● **Activity**
Your task is to transcribe all the entries exactly, excluding pictures.

---------------

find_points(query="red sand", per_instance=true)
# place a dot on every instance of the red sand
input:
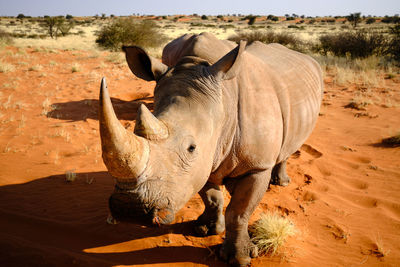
(344, 197)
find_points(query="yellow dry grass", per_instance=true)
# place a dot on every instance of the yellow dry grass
(271, 231)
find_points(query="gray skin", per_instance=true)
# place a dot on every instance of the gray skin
(223, 115)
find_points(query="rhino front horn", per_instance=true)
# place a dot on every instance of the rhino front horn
(125, 154)
(148, 126)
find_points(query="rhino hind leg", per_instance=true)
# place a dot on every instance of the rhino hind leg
(212, 221)
(279, 175)
(247, 192)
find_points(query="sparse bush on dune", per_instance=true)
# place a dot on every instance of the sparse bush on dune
(5, 38)
(286, 39)
(128, 32)
(355, 44)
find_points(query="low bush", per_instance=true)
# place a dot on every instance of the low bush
(393, 49)
(286, 39)
(356, 44)
(5, 38)
(126, 31)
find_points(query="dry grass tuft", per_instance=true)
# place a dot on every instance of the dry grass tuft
(6, 67)
(270, 232)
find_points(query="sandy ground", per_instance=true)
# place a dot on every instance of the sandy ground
(344, 197)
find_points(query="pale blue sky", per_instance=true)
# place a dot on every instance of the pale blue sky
(208, 7)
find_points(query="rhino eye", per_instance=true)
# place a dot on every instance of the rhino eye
(191, 148)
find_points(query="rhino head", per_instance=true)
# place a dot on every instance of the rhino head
(170, 155)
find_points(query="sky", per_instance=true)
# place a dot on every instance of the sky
(200, 7)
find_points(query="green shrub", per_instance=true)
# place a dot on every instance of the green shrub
(370, 20)
(125, 31)
(55, 25)
(252, 19)
(356, 44)
(286, 39)
(5, 38)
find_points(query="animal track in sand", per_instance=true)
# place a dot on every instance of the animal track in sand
(365, 160)
(392, 209)
(312, 151)
(362, 200)
(323, 169)
(357, 184)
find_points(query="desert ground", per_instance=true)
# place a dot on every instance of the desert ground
(344, 198)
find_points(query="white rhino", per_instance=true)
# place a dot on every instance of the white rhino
(223, 115)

---------------

● **Task solution**
find_points(query="red sand", per_instance=true)
# place a dot on every instance of the red sand
input:
(344, 197)
find_points(query="yellow dry grass", per_instance=true)
# place a dot on every instance of the yellow dry grass
(271, 231)
find_points(query="gray skin", per_instance=true)
# place a dot on every instance of the gray skin
(223, 115)
find_points(query="rhino front horn", per_instance=true)
# place a dot on every instance of the rhino front horn
(125, 154)
(148, 126)
find_points(query="rhino hind leg", per_instance=true)
# place a dot on every instance of the rhino hind leg
(212, 221)
(279, 175)
(247, 192)
find_points(query="sparse bush on dune", per_instance=true)
# place a dot on every instance of the sparse bush on dune
(5, 38)
(286, 39)
(128, 32)
(355, 44)
find_points(query="low bush", per_instance=true)
# place a dot on every instance of the low bush
(393, 49)
(286, 39)
(356, 44)
(5, 38)
(126, 31)
find_points(query="dry grass tuft", per_instance=true)
# place a dot on every instance of the dry grass tuft
(6, 67)
(270, 232)
find_points(query="sandy ground", per_instance=true)
# place a dot on every instance of the sandy ground
(344, 197)
find_points(query="pale blue sky", per_instance=true)
# place a dot on every instance of the pale blue sky
(208, 7)
find_points(query="rhino eye", per_instance=true)
# place a dot on every instance of the rhino eye
(191, 148)
find_points(query="rhino head", per_instance=true)
# place a dot on every instance of the rhino head
(170, 155)
find_points(query="sky", per_instance=true)
# place a dot on every instance of the sky
(200, 7)
find_points(query="green shrub", per_instance=true)
# place a dot on every instance of the green shrub
(370, 20)
(125, 31)
(55, 25)
(252, 19)
(356, 44)
(286, 39)
(5, 38)
find_points(query="animal track in sand", per_instance=true)
# place a dot on every instance of the animal track in sand
(365, 160)
(392, 209)
(312, 151)
(362, 200)
(323, 169)
(357, 184)
find_points(query="desert ground", per_instance=true)
# place a dot on every instance of the desert ground
(344, 198)
find_points(query="white rhino", per_instance=true)
# place a dot on every instance of the white rhino
(223, 115)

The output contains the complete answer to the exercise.